DATASET EXCERPTS:
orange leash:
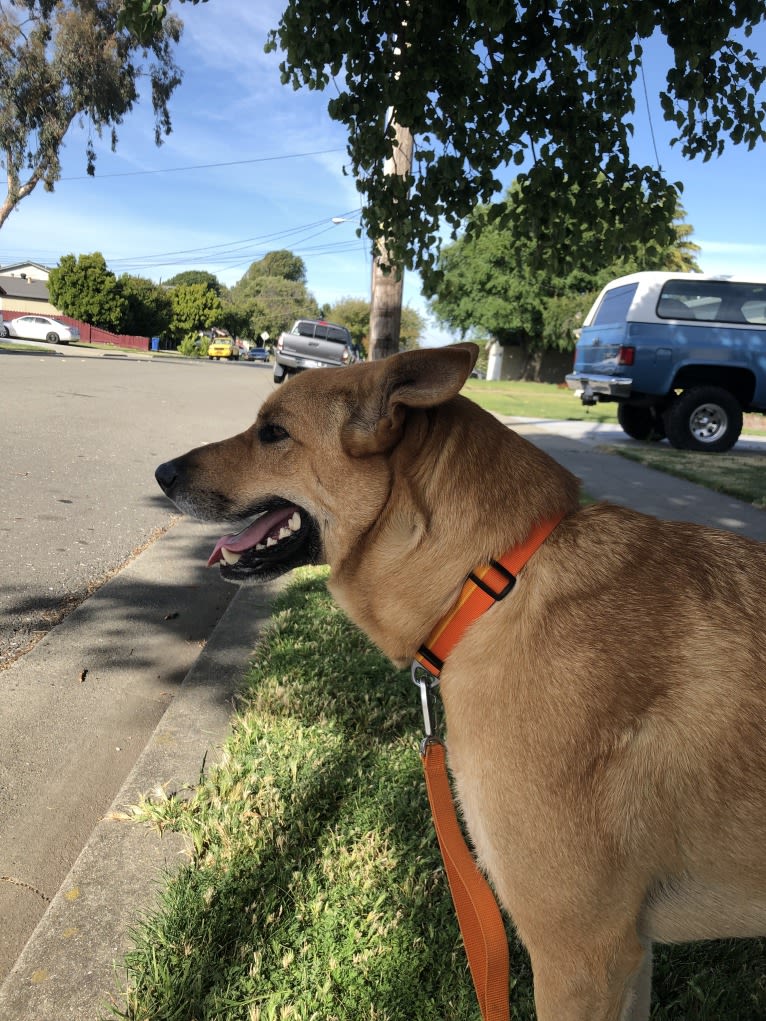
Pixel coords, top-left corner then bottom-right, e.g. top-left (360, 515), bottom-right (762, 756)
top-left (413, 515), bottom-right (563, 1021)
top-left (421, 737), bottom-right (511, 1021)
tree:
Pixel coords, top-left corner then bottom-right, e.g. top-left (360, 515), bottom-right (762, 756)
top-left (0, 0), bottom-right (182, 227)
top-left (268, 0), bottom-right (766, 277)
top-left (431, 185), bottom-right (699, 371)
top-left (125, 0), bottom-right (766, 359)
top-left (246, 248), bottom-right (306, 284)
top-left (164, 270), bottom-right (223, 297)
top-left (48, 252), bottom-right (127, 332)
top-left (117, 273), bottom-right (173, 337)
top-left (226, 251), bottom-right (320, 337)
top-left (167, 284), bottom-right (224, 353)
top-left (327, 298), bottom-right (426, 351)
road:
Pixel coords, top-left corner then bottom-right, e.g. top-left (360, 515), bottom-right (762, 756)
top-left (0, 345), bottom-right (273, 667)
top-left (0, 351), bottom-right (274, 981)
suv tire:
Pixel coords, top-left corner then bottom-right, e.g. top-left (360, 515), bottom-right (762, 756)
top-left (617, 404), bottom-right (665, 442)
top-left (665, 386), bottom-right (743, 453)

PROBLEM REQUIREMENTS: Rewrite the records from their beginning through the line containing "top-left (0, 351), bottom-right (274, 981)", substituting "street" for "road" and changing nothing else. Leave the pictures out of the answer.

TASK SOLUTION:
orange leash:
Pixel coords, top-left corner then bottom-right, e.g. top-left (360, 515), bottom-right (762, 756)
top-left (413, 515), bottom-right (563, 1021)
top-left (421, 737), bottom-right (511, 1021)
tree:
Pixel coords, top-left corner then bottom-right, e.g. top-left (360, 515), bottom-right (762, 756)
top-left (0, 0), bottom-right (182, 227)
top-left (268, 0), bottom-right (766, 277)
top-left (431, 185), bottom-right (699, 371)
top-left (125, 0), bottom-right (766, 359)
top-left (246, 248), bottom-right (306, 284)
top-left (164, 270), bottom-right (223, 297)
top-left (48, 252), bottom-right (127, 332)
top-left (117, 273), bottom-right (173, 337)
top-left (226, 251), bottom-right (320, 337)
top-left (167, 284), bottom-right (224, 353)
top-left (327, 298), bottom-right (426, 351)
street:
Pixel coords, top-left corner then bottom-right, e.g. top-left (360, 515), bottom-right (762, 756)
top-left (0, 345), bottom-right (273, 667)
top-left (0, 351), bottom-right (274, 981)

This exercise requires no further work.